| The task |
Locate each line in the records containing the string "output" and copy those lines out. Case counts.

Entries on locating named things
-*-*-

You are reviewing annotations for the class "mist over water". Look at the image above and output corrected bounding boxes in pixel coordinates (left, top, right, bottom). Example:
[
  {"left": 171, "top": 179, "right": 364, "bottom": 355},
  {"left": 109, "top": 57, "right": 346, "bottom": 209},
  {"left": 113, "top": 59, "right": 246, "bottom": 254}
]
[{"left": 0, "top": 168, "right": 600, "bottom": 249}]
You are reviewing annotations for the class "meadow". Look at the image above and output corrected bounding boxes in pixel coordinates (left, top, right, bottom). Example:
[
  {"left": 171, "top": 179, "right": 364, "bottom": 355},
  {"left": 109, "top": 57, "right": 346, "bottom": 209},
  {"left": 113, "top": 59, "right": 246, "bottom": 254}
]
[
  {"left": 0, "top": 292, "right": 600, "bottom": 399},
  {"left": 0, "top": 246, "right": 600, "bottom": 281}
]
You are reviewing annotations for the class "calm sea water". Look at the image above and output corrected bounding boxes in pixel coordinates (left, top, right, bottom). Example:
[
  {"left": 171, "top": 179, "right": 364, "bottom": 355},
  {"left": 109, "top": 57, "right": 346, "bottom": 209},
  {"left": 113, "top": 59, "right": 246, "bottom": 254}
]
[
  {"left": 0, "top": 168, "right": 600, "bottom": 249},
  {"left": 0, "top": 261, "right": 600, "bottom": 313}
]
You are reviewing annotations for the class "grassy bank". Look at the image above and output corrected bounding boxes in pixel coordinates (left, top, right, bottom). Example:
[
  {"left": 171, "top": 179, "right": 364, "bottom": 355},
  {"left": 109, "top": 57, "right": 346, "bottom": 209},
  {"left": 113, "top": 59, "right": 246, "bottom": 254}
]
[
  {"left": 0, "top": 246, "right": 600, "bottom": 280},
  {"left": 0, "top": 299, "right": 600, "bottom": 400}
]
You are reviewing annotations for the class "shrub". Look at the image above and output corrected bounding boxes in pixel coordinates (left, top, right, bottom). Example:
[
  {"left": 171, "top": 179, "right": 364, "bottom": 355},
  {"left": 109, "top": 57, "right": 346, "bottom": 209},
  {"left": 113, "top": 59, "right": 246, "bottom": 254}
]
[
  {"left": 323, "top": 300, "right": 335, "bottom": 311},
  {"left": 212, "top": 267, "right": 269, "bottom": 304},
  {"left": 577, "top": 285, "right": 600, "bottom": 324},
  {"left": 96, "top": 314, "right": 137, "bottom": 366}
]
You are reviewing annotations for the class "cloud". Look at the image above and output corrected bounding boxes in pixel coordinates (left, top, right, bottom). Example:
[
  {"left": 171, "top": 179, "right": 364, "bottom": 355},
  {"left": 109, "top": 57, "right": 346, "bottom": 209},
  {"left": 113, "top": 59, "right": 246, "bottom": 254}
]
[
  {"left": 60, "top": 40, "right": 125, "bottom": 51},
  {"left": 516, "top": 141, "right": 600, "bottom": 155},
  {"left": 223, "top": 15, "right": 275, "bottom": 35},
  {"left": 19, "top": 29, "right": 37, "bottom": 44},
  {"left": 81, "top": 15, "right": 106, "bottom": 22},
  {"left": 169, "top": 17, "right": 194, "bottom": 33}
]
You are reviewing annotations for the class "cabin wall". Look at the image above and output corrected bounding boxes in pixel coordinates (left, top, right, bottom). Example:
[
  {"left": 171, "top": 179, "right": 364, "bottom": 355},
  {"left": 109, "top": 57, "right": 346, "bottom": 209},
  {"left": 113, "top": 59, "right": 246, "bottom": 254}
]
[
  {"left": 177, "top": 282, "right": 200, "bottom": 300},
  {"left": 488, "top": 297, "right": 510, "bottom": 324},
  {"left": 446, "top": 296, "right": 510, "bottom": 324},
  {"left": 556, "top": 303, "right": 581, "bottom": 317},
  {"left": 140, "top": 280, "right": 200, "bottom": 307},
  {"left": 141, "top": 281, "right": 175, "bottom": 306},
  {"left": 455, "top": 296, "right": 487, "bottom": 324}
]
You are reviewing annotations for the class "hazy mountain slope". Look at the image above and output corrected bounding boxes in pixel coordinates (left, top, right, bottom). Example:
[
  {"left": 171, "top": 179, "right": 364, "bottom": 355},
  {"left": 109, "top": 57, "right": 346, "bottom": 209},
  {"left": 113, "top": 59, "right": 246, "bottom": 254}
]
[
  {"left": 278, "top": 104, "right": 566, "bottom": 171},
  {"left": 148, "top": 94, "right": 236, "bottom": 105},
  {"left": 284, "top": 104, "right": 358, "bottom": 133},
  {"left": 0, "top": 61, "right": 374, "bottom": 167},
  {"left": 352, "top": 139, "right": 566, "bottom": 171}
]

-*-*-

| Response |
You are reviewing annotations for the class "mist over water". Look at the image above and output corrected bounding boxes in pixel coordinates (left, top, right, bottom). Example:
You are reviewing annotations for the class "meadow". Look at the image above and output corrected bounding boxes in pixel coordinates (left, top, right, bottom). Example:
You are reviewing annotations for the class "calm sea water". Look at the image above and output corrected bounding boxes in pixel coordinates (left, top, right, bottom). Example:
You are reviewing annotations for the class "grassy bank". Look at the image above and output corrected bounding boxes in pixel coordinates (left, top, right, bottom). Example:
You are reviewing annotations for the class "shrub". Look at the image above and output corrected bounding boxes in pixel coordinates (left, top, right, bottom). Example:
You are reviewing annotations for the class "cloud". Look at the image above and output corrected bounding boxes in pixel coordinates (left, top, right, bottom). Example:
You are reviewing annotations for the class "cabin wall". Look at the image above and output corrected bounding boxes in pixel coordinates (left, top, right, bottom). Example:
You are reviewing annotations for the class "hazy mountain slope". Look at the image above and output corrected bounding boxes in pixel coordinates (left, top, right, bottom). Example:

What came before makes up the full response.